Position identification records
######

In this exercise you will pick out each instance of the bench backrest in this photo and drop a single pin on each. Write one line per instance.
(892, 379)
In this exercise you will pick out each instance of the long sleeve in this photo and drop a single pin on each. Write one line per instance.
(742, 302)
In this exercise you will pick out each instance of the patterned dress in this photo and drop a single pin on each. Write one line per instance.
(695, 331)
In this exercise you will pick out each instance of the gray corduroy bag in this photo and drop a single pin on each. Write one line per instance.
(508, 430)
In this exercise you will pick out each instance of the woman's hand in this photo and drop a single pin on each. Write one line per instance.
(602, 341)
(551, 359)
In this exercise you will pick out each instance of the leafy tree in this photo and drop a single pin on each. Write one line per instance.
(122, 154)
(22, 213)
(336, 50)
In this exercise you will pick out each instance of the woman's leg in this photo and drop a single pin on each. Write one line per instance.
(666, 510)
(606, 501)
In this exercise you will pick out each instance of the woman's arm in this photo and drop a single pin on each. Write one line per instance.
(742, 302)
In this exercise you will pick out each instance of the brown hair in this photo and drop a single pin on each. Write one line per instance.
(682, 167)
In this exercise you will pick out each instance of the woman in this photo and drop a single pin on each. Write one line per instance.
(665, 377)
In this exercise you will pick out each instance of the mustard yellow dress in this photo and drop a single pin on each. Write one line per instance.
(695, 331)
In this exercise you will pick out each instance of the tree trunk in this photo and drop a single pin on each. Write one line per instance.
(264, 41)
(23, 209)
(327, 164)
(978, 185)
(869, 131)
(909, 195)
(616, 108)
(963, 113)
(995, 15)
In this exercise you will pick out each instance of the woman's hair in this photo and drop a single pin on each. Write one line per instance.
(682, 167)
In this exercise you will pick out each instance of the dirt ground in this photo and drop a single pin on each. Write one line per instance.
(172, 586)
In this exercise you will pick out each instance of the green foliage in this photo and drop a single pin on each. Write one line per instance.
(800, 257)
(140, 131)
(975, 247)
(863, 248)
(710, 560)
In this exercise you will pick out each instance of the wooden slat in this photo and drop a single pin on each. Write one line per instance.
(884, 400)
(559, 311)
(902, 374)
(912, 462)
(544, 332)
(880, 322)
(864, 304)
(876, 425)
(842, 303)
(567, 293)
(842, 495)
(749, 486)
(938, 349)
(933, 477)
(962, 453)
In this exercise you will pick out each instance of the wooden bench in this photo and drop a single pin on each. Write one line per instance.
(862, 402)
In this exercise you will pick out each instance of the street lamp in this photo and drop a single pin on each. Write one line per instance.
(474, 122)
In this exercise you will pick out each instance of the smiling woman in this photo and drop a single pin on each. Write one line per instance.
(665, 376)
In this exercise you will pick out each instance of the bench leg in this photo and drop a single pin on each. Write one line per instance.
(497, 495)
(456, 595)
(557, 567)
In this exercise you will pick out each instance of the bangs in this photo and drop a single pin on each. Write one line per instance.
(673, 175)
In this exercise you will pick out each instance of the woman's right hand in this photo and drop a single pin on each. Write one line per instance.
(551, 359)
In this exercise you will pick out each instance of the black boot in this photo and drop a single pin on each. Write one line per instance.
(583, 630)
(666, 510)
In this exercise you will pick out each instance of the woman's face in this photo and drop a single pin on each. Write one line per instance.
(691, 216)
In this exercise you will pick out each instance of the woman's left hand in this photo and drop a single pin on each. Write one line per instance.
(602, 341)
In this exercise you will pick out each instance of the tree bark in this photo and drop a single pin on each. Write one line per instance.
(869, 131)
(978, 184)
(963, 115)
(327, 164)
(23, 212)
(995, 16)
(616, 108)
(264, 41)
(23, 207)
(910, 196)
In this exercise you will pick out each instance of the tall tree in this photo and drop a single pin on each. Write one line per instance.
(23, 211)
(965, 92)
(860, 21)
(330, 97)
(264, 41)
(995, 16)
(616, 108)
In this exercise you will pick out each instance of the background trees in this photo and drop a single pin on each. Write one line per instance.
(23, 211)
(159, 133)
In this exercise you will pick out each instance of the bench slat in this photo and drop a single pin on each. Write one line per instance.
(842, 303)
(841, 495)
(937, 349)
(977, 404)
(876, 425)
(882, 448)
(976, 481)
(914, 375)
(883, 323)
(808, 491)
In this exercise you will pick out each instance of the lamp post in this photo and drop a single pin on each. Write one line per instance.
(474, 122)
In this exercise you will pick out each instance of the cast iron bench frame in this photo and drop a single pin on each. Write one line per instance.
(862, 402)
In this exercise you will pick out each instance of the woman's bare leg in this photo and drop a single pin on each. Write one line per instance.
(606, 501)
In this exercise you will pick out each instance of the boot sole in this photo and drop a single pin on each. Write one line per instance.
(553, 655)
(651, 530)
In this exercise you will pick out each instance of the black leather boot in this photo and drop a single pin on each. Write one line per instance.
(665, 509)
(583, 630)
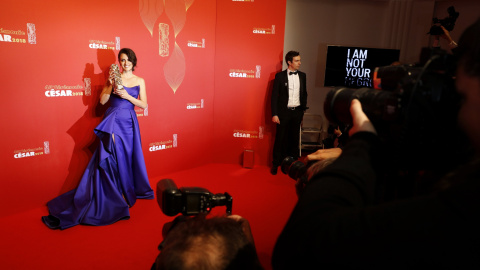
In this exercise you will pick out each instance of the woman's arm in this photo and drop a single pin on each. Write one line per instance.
(106, 92)
(142, 96)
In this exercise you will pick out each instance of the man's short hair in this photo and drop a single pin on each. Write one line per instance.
(213, 243)
(468, 50)
(289, 56)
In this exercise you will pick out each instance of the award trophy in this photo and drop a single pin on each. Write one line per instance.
(115, 76)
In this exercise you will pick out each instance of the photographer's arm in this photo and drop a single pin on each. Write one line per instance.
(336, 224)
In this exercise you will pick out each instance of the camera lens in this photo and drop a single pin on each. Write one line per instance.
(293, 168)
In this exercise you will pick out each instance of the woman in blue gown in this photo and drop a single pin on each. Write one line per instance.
(116, 175)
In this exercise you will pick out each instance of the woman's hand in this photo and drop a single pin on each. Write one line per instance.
(123, 93)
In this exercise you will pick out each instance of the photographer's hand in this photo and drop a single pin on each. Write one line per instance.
(245, 227)
(360, 119)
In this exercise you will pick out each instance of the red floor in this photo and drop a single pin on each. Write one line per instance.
(265, 200)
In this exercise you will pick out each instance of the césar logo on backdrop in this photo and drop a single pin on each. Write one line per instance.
(141, 112)
(191, 106)
(64, 90)
(196, 44)
(32, 152)
(249, 134)
(104, 45)
(163, 145)
(264, 31)
(19, 36)
(248, 74)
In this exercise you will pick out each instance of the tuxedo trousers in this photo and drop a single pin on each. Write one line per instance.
(287, 137)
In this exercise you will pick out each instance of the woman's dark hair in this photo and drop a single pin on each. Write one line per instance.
(468, 50)
(131, 56)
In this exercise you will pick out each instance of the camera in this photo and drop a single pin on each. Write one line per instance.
(189, 200)
(296, 169)
(448, 22)
(414, 111)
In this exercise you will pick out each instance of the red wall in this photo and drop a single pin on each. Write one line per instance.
(195, 107)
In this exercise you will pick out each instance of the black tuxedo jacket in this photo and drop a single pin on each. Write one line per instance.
(280, 92)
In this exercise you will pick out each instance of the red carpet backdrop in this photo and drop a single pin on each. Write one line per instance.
(208, 67)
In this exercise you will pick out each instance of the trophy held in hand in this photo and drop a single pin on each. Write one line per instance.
(115, 76)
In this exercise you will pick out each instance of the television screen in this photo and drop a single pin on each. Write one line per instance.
(353, 67)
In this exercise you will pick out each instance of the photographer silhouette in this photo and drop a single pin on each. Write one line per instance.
(336, 223)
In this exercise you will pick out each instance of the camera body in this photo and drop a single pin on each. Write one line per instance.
(448, 22)
(189, 200)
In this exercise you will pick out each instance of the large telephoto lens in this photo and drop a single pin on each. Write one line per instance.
(379, 106)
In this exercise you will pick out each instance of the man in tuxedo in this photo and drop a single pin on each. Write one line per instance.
(289, 102)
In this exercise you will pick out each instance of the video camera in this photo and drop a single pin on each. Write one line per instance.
(448, 23)
(189, 200)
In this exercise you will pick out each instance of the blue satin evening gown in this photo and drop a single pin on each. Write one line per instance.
(115, 176)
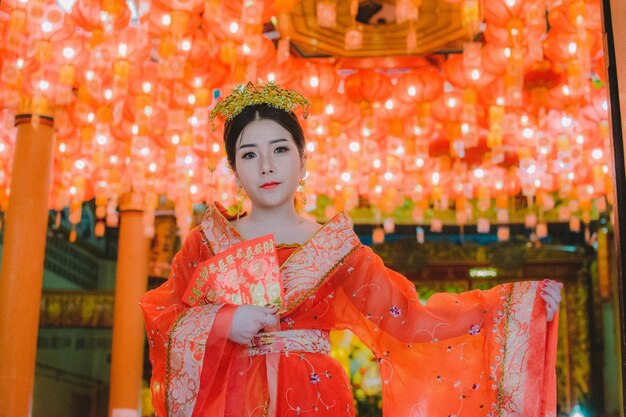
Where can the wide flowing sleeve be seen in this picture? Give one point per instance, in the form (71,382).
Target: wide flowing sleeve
(478,353)
(189,347)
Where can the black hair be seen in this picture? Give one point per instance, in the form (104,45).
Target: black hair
(234,127)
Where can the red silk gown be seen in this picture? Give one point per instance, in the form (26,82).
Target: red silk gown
(480,353)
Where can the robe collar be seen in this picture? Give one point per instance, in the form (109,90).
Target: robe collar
(308,267)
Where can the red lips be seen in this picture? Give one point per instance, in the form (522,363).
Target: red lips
(270,185)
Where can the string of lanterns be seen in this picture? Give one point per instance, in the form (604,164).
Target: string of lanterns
(522,110)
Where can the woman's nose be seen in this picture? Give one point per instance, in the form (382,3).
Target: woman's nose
(267,166)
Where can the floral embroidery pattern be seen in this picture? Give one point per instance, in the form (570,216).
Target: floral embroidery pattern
(185,356)
(474,329)
(395,311)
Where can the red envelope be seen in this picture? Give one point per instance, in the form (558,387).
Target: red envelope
(246,273)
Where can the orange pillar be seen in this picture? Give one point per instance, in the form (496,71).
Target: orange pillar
(22,264)
(128,325)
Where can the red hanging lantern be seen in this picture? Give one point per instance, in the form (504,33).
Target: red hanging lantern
(463,77)
(423,84)
(367,86)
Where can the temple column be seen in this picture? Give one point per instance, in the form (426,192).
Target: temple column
(22,263)
(128,324)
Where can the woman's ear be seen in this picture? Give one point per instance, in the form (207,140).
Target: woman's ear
(303,166)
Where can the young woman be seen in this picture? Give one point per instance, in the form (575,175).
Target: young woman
(479,353)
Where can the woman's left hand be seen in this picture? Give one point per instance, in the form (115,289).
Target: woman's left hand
(551,294)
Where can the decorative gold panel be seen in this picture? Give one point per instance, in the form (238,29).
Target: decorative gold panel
(439,28)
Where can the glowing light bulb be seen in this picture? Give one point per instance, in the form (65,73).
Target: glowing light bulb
(597,154)
(122,49)
(566,121)
(68,52)
(528,133)
(47,27)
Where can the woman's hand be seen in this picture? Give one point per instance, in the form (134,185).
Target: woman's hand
(551,294)
(249,320)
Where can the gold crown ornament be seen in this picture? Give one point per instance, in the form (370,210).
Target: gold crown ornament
(250,95)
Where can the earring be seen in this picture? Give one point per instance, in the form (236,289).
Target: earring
(239,199)
(302,185)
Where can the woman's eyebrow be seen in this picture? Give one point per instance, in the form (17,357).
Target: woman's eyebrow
(252,145)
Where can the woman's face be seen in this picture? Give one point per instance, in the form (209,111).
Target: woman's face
(268,164)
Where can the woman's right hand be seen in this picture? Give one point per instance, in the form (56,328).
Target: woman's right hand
(249,320)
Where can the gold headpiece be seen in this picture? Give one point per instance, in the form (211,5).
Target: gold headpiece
(250,94)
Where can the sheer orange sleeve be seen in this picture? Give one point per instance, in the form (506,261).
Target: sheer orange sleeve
(477,353)
(181,340)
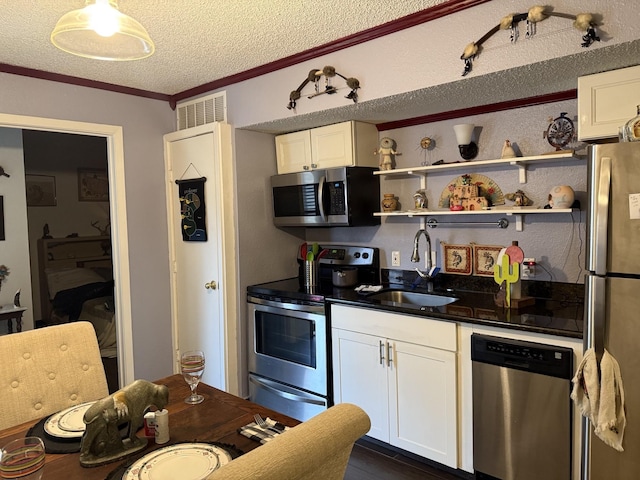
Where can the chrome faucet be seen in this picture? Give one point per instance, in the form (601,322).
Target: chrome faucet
(432,271)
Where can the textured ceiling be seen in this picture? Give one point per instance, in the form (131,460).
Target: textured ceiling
(197,41)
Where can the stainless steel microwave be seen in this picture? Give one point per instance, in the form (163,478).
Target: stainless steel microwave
(344,196)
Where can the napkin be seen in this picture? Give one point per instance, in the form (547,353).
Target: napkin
(263,435)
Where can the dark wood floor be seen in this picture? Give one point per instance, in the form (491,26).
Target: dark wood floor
(370,461)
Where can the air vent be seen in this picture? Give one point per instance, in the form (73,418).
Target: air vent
(202,111)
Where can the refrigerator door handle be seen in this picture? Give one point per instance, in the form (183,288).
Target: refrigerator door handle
(602,217)
(595,314)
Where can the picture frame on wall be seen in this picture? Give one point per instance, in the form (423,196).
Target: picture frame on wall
(93,185)
(41,190)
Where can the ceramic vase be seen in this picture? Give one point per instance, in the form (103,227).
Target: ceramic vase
(561,196)
(389,202)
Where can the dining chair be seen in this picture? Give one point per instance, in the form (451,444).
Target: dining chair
(317,449)
(47,370)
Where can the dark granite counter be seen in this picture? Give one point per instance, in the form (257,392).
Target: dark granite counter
(557,309)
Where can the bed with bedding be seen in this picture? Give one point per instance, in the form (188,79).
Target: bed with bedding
(76,283)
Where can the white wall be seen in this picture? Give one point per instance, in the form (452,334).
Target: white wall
(14,250)
(144,121)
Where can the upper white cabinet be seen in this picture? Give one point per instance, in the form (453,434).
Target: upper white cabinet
(339,145)
(607,101)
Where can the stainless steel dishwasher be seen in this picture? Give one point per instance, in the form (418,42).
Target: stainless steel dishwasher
(521,409)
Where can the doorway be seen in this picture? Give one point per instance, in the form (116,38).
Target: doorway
(117,206)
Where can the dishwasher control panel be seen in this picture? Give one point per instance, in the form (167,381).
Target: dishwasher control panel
(521,355)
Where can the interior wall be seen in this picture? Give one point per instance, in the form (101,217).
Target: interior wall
(14,250)
(60,155)
(557,241)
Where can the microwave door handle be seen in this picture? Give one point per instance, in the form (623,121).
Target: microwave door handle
(321,197)
(289,396)
(602,217)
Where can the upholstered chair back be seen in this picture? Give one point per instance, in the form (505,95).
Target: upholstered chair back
(49,369)
(317,449)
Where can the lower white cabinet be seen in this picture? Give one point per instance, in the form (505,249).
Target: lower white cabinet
(401,370)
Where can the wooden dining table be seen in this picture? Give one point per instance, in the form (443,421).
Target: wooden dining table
(216,419)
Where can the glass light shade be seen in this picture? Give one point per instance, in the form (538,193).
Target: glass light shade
(120,37)
(464,132)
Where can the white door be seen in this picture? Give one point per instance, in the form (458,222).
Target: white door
(198,283)
(360,377)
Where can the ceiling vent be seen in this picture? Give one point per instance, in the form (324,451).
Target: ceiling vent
(212,108)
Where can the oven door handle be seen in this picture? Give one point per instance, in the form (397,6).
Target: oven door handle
(289,396)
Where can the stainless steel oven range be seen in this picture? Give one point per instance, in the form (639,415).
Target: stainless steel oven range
(289,335)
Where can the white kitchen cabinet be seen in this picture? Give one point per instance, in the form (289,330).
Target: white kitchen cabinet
(401,369)
(607,101)
(338,145)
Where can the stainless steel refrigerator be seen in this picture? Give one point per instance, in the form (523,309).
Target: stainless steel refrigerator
(612,301)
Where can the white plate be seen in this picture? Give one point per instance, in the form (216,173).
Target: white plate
(186,461)
(68,423)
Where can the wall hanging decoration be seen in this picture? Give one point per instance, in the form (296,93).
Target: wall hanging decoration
(41,190)
(315,77)
(1,218)
(4,273)
(192,209)
(584,22)
(93,185)
(458,259)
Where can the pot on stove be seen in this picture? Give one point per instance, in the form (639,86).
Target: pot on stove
(345,277)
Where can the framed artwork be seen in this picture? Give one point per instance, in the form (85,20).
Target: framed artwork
(484,258)
(457,259)
(41,190)
(93,185)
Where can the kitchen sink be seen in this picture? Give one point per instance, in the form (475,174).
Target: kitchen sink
(413,299)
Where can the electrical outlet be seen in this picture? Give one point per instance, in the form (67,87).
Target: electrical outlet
(428,254)
(528,268)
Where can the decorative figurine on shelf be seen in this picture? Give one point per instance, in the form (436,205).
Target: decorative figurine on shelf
(387,152)
(102,442)
(389,202)
(420,199)
(561,196)
(519,198)
(507,150)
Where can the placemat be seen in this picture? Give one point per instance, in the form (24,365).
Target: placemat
(119,471)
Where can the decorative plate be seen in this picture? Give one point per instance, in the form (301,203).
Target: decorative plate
(457,259)
(67,423)
(487,188)
(186,461)
(484,258)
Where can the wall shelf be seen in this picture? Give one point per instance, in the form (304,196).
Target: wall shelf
(520,162)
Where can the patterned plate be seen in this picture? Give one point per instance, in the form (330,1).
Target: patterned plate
(186,461)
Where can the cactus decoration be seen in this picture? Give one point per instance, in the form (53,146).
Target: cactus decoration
(505,272)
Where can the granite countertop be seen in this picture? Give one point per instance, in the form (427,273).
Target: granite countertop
(557,309)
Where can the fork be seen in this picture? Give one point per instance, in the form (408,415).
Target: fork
(263,424)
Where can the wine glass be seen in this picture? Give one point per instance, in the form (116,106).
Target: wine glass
(192,368)
(22,458)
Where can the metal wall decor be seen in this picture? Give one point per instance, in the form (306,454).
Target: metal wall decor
(584,22)
(315,77)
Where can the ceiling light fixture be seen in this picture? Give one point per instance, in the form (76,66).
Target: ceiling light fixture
(101,31)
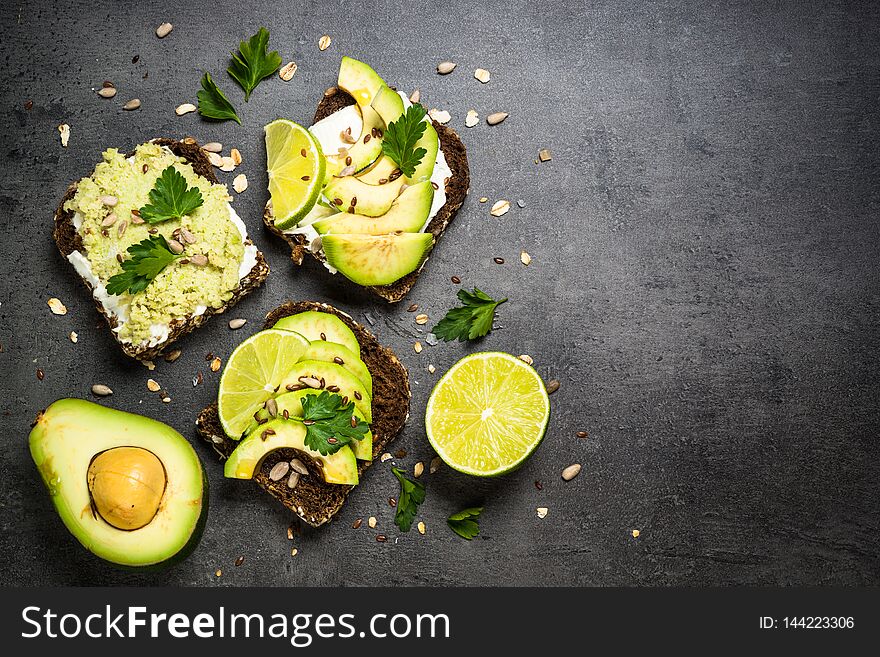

######

**Task goal:**
Output the lines of the data again without changes, starting with the line containing "Where can the wall shelf" and continuing through the end of the data. Leave out any pictures.

**Response to this task:**
Where can the wall shelf be seen in this picture? Give one point per instance, in the form (304,196).
Target: wall shelf
(520,162)
Where can the patterned plate be seen in this picture? Give one point per instance, in the form (330,1).
Target: patterned plate
(186,461)
Where can the cactus decoration be seen in this picture? Give one point per instance, in the form (53,146).
Target: cactus decoration
(505,272)
Where can the granite countertop be seen in this picture? Give one point per instance, in the form (427,273).
Target: granite countertop
(557,309)
Where can the fork be seen in this picture? Give one point per instance, in the form (408,415).
Target: fork
(263,424)
Where can the wine glass be seen in this picture? Give one point per instance, in the form (116,106).
Target: wine glass
(192,368)
(22,458)
Where can the metal wall decor be seen in this picture? Give one point per instance, in the form (306,454).
Target: metal wall decor
(584,22)
(315,77)
Where can the ceiling light fixture be seen in this picture? Give one point per instance, in the form (76,66).
Target: ceiling light fixture
(101,31)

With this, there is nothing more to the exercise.